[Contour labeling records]
**********

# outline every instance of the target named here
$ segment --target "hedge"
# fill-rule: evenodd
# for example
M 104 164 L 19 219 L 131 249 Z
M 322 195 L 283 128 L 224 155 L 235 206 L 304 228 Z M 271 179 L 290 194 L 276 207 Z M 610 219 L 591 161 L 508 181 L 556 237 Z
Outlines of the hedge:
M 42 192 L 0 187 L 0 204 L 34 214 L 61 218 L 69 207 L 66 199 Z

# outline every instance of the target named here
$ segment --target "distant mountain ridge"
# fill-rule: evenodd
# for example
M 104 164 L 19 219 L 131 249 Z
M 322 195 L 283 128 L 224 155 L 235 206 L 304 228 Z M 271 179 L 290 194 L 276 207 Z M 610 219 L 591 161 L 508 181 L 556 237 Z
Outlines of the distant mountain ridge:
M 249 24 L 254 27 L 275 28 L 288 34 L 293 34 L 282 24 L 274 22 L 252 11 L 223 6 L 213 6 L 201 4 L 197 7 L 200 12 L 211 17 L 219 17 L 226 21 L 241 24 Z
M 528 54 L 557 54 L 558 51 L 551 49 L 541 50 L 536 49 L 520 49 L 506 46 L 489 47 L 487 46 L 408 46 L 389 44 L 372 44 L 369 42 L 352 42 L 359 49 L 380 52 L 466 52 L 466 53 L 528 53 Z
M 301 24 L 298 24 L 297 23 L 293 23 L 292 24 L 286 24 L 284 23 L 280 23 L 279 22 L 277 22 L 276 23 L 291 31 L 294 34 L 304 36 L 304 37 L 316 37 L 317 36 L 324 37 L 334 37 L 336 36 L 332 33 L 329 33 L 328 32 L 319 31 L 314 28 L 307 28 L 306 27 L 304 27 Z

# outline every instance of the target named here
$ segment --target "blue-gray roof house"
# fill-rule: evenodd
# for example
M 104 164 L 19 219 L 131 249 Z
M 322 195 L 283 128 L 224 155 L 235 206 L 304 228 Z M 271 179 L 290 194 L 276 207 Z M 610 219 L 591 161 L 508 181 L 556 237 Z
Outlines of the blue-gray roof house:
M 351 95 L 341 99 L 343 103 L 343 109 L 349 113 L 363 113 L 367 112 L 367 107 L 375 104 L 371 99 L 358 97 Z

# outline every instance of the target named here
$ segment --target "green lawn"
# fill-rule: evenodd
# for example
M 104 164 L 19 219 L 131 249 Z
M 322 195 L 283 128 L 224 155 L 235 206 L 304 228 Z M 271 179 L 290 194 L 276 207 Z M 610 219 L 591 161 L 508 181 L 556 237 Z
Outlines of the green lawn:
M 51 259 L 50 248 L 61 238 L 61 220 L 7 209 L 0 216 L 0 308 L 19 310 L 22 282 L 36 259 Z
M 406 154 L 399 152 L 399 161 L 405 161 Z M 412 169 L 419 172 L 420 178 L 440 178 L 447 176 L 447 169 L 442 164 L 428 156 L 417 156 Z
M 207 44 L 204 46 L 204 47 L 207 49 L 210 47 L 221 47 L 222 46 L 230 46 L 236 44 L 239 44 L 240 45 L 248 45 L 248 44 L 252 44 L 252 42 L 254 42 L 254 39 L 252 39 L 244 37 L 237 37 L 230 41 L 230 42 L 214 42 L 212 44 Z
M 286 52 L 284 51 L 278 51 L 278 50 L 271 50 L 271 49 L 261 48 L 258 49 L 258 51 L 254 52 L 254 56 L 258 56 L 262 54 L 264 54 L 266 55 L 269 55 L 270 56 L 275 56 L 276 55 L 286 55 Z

**********

TASK PROMPT:
Rewrite every line of the records above as one numbered list, omitting the blank lines.

EXERCISE RESULT:
1. # outline every instance of the target named here
2. $ segment --target "hedge"
3. # fill-rule: evenodd
4. # for example
5. M 104 164 L 19 219 L 131 249 Z
6. M 322 195 L 283 128 L 224 155 L 235 206 L 304 228 Z M 271 179 L 290 194 L 276 207 Z M 610 219 L 591 161 L 508 181 L 556 237 Z
7. Outlines of the hedge:
8. M 42 192 L 0 187 L 0 204 L 34 214 L 61 218 L 69 207 L 66 199 Z
9. # outline every instance of the target named here
10. $ segment --target "distant mountain ridge"
11. # fill-rule: evenodd
12. # for example
13. M 104 164 L 19 219 L 131 249 Z
14. M 322 195 L 283 128 L 224 155 L 235 206 L 304 228 Z M 271 179 L 290 194 L 276 207 Z M 610 219 L 591 161 L 508 181 L 556 237 Z
15. Outlines of the distant mountain ridge:
16. M 249 24 L 254 27 L 275 28 L 288 34 L 293 34 L 282 24 L 274 22 L 252 11 L 223 6 L 213 6 L 201 4 L 197 7 L 200 12 L 211 17 L 219 17 L 226 21 L 241 24 Z
17. M 528 54 L 557 54 L 558 51 L 551 49 L 541 50 L 536 49 L 520 49 L 506 46 L 489 47 L 487 46 L 408 46 L 389 44 L 372 44 L 369 42 L 352 42 L 359 49 L 380 52 L 466 52 L 466 53 L 528 53 Z
18. M 301 24 L 298 24 L 297 23 L 293 23 L 292 24 L 286 24 L 284 23 L 280 23 L 279 22 L 277 22 L 276 23 L 291 31 L 294 34 L 304 36 L 304 37 L 316 37 L 317 36 L 324 37 L 334 37 L 336 36 L 332 33 L 329 33 L 328 32 L 319 31 L 314 28 L 307 28 L 306 27 L 304 27 Z
19. # outline every instance of the target named here
20. $ segment --target "blue-gray roof house"
21. # fill-rule: evenodd
22. # for example
23. M 104 164 L 19 219 L 131 249 Z
24. M 322 195 L 283 128 L 224 155 L 235 206 L 304 228 Z M 271 179 L 290 194 L 276 207 Z M 610 219 L 591 161 L 508 181 L 556 237 Z
25. Outlines of the blue-gray roof house:
26. M 351 95 L 341 99 L 343 103 L 343 109 L 349 113 L 363 113 L 367 112 L 367 107 L 375 104 L 371 99 L 358 97 Z
27. # outline every instance of the target named here
28. $ segment --target "green lawn"
29. # fill-rule: evenodd
30. # for example
31. M 104 164 L 19 219 L 131 249 Z
32. M 322 195 L 283 128 L 224 155 L 235 206 L 304 228 Z M 271 179 L 290 194 L 276 207 Z M 610 219 L 591 161 L 508 181 L 556 237 Z
33. Outlines of the green lawn:
34. M 51 259 L 50 248 L 61 238 L 61 220 L 7 209 L 0 216 L 0 308 L 19 310 L 22 282 L 36 259 Z
35. M 406 154 L 399 152 L 399 161 L 405 161 Z M 412 169 L 419 172 L 420 178 L 440 178 L 447 176 L 447 169 L 442 164 L 428 156 L 417 156 Z
36. M 207 44 L 204 46 L 204 47 L 207 49 L 210 47 L 221 47 L 222 46 L 230 46 L 236 44 L 239 44 L 240 45 L 248 45 L 248 44 L 252 44 L 252 42 L 254 42 L 254 39 L 252 39 L 244 37 L 237 37 L 230 41 L 230 42 L 214 42 L 212 44 Z
37. M 286 52 L 284 51 L 278 51 L 278 50 L 271 50 L 271 49 L 261 48 L 258 49 L 258 51 L 254 52 L 254 56 L 258 56 L 262 54 L 264 54 L 266 55 L 269 55 L 270 56 L 275 56 L 276 55 L 286 55 Z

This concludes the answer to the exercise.